* [EXERCISE DESCRIPTION] Everything in the listing below from the line containing "Target: short sleeve" through the line containing "[locate] woman's ear" must be repeated exactly; the remaining lines are not wanted.
____
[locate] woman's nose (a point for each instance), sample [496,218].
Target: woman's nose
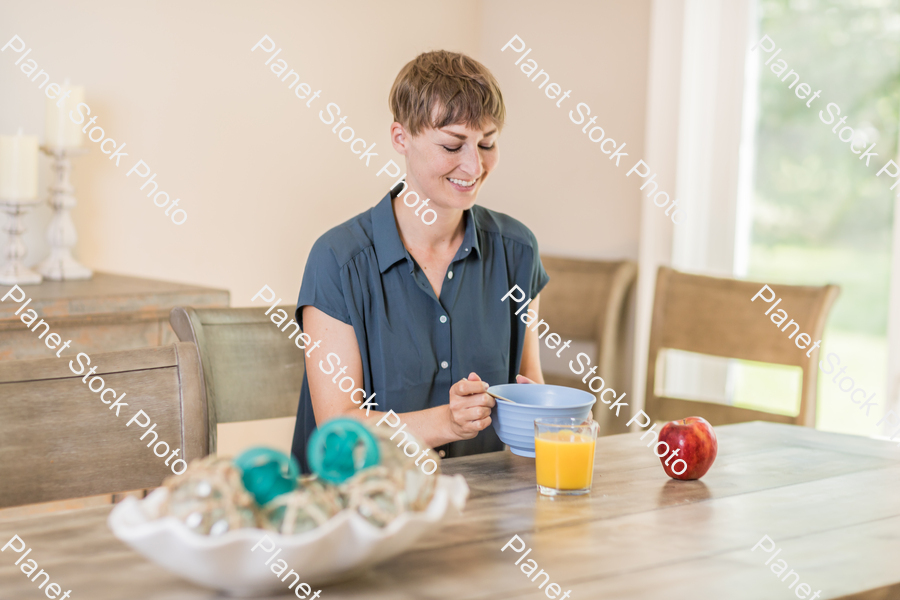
[471,163]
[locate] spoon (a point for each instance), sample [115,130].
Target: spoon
[492,394]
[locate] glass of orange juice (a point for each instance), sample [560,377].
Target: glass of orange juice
[564,455]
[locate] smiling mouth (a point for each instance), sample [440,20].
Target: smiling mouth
[463,182]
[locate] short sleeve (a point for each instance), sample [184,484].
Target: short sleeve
[539,277]
[321,286]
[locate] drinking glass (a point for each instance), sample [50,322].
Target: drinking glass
[564,455]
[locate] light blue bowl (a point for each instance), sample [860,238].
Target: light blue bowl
[514,423]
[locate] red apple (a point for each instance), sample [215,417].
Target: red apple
[692,447]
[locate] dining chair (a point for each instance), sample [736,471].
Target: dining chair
[59,440]
[585,302]
[251,367]
[715,316]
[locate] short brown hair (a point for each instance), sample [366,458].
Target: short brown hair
[442,88]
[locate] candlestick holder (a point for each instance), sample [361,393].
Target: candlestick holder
[14,271]
[60,265]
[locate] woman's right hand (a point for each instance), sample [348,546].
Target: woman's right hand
[470,407]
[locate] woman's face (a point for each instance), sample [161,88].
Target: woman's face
[449,165]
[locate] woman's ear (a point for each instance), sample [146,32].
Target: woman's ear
[399,138]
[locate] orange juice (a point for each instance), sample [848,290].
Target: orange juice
[564,460]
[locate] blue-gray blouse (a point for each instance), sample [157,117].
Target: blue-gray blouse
[414,345]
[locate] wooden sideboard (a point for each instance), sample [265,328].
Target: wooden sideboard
[105,313]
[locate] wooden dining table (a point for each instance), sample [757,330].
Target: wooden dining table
[829,502]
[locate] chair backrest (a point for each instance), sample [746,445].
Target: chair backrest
[585,300]
[251,369]
[715,316]
[59,441]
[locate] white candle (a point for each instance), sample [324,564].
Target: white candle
[18,167]
[61,131]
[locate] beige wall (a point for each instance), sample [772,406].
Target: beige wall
[261,177]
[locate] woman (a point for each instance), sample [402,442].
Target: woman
[412,311]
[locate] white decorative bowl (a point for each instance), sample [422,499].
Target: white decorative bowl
[342,547]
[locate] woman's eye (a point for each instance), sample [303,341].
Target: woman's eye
[457,149]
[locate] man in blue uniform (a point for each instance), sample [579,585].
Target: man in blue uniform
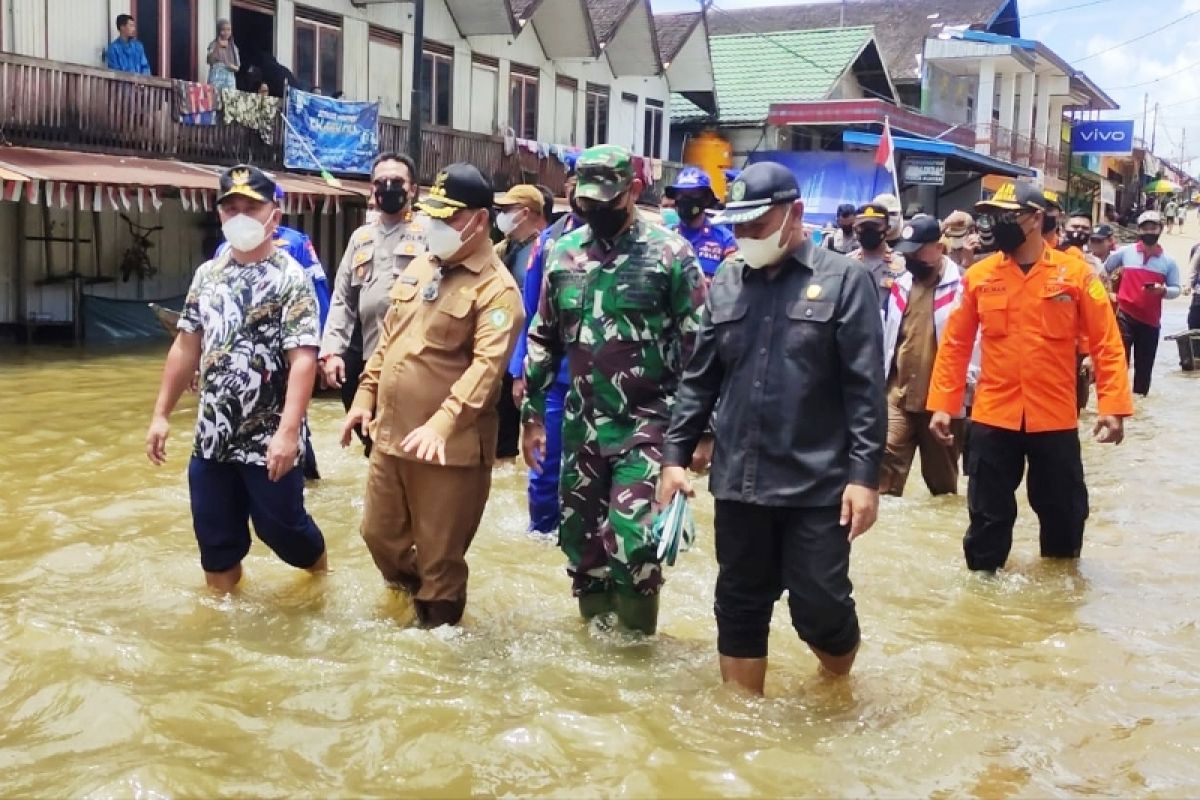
[544,507]
[693,194]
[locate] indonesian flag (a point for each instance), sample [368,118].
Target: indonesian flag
[885,156]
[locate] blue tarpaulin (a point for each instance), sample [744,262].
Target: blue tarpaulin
[334,134]
[828,179]
[106,319]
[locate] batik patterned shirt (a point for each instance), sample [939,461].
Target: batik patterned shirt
[249,317]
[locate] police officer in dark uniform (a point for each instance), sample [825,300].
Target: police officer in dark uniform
[786,325]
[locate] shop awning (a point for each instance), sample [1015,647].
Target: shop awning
[969,158]
[64,178]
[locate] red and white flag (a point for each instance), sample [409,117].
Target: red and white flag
[885,156]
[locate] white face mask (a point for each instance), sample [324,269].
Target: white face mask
[244,233]
[508,221]
[443,240]
[765,252]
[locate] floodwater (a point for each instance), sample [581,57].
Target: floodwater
[120,677]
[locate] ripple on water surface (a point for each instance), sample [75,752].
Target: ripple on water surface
[121,677]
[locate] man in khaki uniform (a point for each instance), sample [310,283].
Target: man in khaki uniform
[429,394]
[377,253]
____
* [TASK SOLUTION]
Target: short sleeve
[539,277]
[321,286]
[locate] drinking glass (a point for each instance), sample [50,322].
Target: drinking glass
[564,455]
[locate] light blue bowl (a point for each instance), sample [860,238].
Target: light blue bowl
[514,423]
[locate] red apple (a point for each instance), sample [215,417].
Target: red apple
[692,447]
[locate] dining chair (a point for each instance), sample [736,471].
Target: dining chair
[59,440]
[585,302]
[251,367]
[715,316]
[locate] short brown hair (a point for each instance), sample [366,458].
Target: short brown hair
[442,88]
[locate] candlestick holder (a point for each instance), sample [361,393].
Target: candlestick holder
[14,271]
[60,265]
[locate] woman's right hand (a point for each instance), sample [348,546].
Target: woman's right hand
[470,407]
[locate] woman's face (a point for each instance), sample [161,88].
Target: woman's face
[449,165]
[locate] woman's ear (a point for each instance), sample [146,32].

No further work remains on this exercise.